>>>
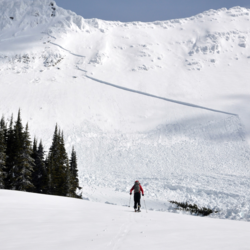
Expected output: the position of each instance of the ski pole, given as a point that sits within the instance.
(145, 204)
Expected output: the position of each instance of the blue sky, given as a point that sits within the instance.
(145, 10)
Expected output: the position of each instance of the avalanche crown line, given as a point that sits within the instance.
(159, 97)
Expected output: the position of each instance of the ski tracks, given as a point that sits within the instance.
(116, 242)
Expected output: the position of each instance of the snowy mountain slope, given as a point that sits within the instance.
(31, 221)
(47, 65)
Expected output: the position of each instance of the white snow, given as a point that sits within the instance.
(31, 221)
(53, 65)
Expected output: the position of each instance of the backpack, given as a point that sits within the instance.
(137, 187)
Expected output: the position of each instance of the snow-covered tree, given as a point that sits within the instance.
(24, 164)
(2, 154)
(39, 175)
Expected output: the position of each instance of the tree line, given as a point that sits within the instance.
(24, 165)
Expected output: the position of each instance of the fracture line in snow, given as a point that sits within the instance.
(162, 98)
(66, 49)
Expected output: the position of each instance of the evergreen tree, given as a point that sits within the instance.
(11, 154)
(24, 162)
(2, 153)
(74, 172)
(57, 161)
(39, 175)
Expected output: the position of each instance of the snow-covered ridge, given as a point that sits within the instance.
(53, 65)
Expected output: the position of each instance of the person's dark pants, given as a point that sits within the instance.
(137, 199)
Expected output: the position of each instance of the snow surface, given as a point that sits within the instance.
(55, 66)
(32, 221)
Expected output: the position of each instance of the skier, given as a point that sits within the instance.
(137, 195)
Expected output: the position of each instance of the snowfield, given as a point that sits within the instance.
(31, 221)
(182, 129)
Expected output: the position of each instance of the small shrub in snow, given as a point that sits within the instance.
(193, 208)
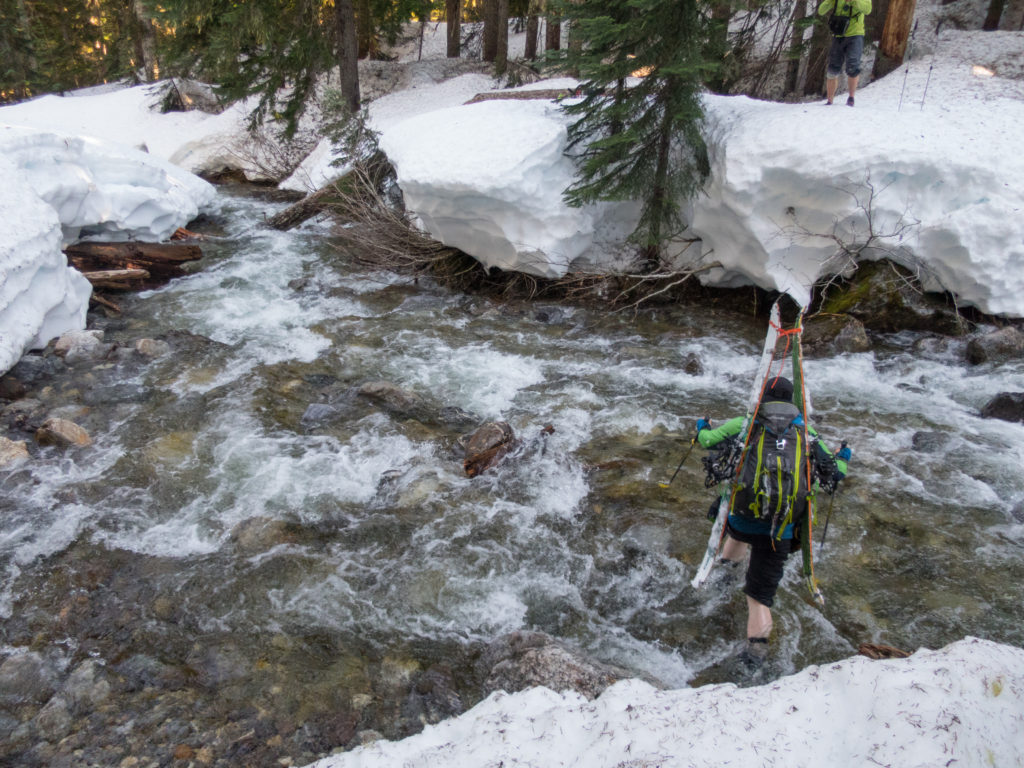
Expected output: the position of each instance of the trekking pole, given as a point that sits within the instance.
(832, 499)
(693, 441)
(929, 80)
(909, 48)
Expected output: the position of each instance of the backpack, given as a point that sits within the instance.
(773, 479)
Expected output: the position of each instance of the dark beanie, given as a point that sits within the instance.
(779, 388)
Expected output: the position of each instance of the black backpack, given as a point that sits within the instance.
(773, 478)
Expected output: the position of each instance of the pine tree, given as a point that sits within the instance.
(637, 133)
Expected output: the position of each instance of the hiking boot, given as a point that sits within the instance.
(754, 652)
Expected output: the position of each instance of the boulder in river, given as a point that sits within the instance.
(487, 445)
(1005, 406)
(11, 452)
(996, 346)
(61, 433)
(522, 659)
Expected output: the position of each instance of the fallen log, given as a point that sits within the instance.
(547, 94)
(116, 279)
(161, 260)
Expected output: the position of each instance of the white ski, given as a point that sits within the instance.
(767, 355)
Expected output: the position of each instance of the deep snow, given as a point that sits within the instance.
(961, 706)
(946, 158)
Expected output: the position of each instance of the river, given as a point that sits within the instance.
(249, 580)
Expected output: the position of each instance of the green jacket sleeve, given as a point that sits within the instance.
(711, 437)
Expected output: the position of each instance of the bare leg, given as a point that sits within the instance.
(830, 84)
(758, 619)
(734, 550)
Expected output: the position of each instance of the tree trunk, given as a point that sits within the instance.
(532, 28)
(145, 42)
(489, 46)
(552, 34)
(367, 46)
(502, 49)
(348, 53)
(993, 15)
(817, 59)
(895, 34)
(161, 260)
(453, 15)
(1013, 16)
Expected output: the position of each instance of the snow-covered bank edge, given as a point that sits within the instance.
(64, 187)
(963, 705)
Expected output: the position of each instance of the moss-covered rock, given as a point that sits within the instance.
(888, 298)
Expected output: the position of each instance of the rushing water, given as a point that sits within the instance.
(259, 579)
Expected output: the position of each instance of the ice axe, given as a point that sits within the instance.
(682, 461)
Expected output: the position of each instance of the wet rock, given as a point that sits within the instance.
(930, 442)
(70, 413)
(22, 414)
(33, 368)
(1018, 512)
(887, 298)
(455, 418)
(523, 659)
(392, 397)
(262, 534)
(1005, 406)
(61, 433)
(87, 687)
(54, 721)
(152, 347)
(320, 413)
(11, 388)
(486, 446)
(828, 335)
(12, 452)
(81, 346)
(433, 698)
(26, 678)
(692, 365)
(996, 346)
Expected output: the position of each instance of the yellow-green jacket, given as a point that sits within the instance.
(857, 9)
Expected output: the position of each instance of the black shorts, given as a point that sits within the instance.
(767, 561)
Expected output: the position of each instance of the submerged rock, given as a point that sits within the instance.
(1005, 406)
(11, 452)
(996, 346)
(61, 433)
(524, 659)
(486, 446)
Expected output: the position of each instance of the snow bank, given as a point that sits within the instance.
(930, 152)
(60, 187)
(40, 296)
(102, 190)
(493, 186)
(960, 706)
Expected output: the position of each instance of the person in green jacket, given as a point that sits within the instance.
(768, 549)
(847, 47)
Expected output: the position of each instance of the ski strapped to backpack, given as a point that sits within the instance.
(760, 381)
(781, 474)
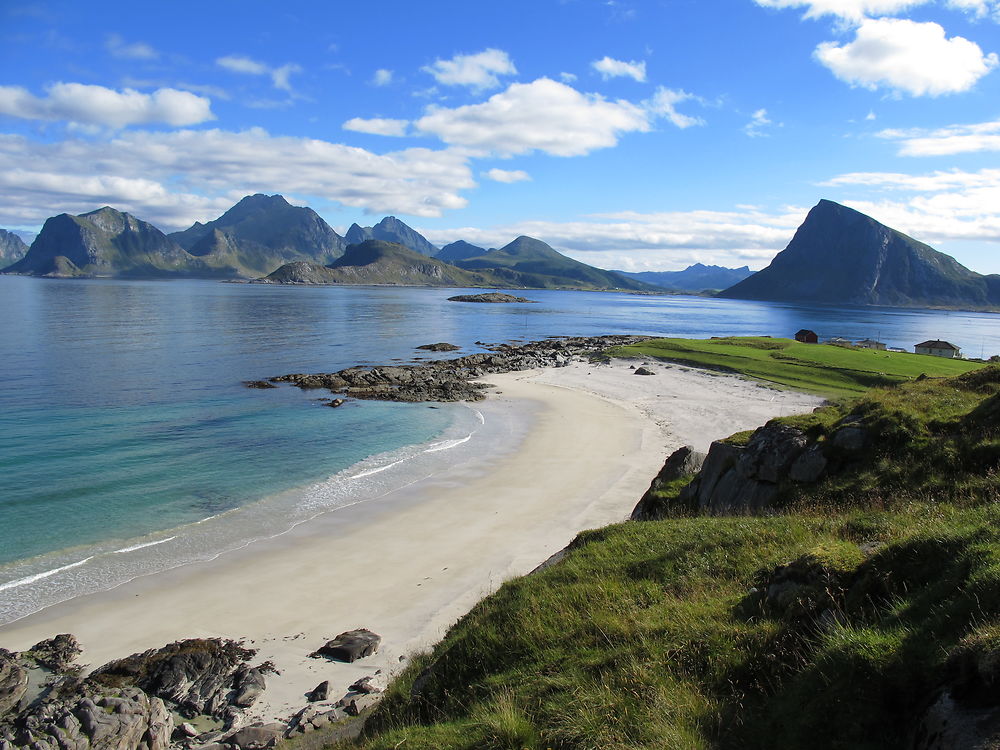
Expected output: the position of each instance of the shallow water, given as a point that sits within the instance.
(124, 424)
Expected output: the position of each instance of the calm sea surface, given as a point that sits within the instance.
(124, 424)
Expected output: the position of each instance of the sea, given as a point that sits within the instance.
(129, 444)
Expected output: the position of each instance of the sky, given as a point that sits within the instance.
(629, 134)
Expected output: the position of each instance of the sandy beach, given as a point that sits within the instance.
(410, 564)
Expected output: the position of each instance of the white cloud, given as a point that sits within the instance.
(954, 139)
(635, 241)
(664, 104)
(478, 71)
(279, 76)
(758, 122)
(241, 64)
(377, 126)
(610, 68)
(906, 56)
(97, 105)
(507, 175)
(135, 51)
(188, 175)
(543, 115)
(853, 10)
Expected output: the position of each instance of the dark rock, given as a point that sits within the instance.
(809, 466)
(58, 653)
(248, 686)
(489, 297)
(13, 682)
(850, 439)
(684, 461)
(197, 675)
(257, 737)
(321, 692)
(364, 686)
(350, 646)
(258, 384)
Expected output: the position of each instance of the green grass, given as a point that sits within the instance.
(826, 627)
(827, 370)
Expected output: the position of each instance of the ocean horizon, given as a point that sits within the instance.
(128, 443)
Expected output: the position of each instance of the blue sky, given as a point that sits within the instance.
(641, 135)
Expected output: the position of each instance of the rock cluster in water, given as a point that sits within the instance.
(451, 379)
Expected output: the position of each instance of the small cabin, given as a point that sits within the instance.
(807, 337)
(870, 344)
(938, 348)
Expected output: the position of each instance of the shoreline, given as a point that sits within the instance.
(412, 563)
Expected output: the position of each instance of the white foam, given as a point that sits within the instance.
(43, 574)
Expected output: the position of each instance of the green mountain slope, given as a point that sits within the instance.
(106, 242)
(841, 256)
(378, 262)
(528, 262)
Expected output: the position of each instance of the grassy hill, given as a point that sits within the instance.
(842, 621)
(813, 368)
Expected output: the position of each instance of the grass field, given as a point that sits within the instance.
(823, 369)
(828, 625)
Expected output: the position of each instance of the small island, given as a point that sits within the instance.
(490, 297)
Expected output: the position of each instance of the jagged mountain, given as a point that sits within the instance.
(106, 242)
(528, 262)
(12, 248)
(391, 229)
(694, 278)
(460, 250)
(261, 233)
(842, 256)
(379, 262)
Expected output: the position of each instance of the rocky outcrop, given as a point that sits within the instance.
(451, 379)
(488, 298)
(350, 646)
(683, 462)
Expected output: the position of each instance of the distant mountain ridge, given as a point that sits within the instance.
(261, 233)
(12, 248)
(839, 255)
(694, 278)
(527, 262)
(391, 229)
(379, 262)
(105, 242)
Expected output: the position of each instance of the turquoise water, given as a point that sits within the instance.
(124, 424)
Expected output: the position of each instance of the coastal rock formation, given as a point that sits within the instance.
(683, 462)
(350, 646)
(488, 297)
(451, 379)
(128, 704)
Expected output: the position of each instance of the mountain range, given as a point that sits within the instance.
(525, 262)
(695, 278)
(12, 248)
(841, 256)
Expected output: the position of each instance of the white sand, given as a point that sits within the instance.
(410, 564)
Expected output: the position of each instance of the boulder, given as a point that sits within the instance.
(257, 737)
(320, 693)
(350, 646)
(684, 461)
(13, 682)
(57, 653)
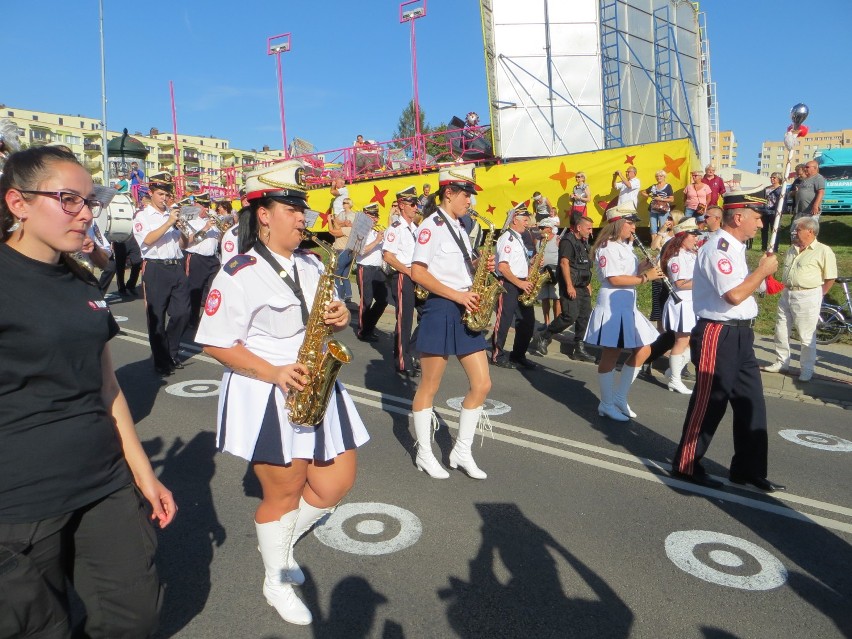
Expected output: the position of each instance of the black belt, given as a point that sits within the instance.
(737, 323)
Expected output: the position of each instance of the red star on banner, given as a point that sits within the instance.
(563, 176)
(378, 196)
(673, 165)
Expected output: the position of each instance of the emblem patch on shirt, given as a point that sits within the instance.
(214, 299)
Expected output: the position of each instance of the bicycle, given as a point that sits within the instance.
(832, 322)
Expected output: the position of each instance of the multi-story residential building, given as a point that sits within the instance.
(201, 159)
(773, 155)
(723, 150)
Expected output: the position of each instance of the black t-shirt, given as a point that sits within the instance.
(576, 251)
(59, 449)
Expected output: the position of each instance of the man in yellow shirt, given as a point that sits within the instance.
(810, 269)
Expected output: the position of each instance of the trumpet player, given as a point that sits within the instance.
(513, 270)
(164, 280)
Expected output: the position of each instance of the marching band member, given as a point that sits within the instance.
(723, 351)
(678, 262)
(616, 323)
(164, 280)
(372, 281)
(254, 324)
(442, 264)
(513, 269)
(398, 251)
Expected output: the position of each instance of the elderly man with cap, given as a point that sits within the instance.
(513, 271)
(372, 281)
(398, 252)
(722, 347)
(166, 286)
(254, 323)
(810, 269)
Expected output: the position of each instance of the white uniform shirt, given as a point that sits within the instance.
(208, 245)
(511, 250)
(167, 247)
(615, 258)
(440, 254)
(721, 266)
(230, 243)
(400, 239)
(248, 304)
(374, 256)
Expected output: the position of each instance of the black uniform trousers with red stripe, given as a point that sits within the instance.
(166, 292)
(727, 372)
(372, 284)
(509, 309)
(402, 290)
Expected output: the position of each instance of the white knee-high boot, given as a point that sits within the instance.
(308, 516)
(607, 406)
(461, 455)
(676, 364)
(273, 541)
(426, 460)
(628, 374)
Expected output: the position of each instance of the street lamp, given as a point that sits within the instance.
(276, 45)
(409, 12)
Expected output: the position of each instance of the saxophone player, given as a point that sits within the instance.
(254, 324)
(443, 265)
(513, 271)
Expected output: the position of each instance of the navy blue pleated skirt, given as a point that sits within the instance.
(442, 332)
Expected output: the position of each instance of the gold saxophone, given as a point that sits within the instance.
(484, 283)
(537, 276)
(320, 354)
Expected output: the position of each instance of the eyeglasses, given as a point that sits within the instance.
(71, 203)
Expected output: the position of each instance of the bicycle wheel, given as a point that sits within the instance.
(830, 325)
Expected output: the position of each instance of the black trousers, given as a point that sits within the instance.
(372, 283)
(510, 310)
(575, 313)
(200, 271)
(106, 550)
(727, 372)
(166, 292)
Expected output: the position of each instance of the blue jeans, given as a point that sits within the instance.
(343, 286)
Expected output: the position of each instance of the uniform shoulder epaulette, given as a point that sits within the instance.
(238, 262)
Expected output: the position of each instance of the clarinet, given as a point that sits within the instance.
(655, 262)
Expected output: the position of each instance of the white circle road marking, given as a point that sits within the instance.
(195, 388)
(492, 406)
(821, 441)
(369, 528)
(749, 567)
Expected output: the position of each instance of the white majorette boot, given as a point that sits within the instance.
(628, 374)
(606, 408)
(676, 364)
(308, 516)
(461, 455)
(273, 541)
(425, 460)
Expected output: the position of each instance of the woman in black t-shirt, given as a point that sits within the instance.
<<<
Exercise brief:
All lines from the one with "the eyeglasses, given" through the final line above are to be quoted exactly; quote no other line.

Expected answer:
Expected output: the position of each instance of the eyeglasses, given as a point that sits within the instance.
(71, 203)
Expected output: the position of each instance of the bicycle wheel, given as a point that sits within the instance.
(830, 325)
Expected output: the position of each instance of the black trousers, given as a point that sits within the instance.
(372, 283)
(510, 310)
(575, 313)
(200, 271)
(106, 550)
(727, 372)
(166, 292)
Expected output: the position of each instance of the blue jeans, given as a point that sits within the instance.
(343, 286)
Expected output: the position of each instance of the uniform shoulder epaulette, given as a point that sits within the instance.
(238, 262)
Expected output: the position of each instance of the clarinet, given as a point that sits within the instance.
(655, 262)
Expected output: the position of each instance of the white circle road marking, given as a point that sits within the instance.
(195, 388)
(492, 406)
(821, 441)
(369, 528)
(749, 567)
Expected output: the position of each instance of the white majorette boot, given as a point that sits within the instance.
(628, 374)
(606, 408)
(676, 364)
(308, 516)
(461, 455)
(273, 541)
(425, 460)
Expected output: the position of each instance of the woman in black t-shirt, given as a point that sits within the instance.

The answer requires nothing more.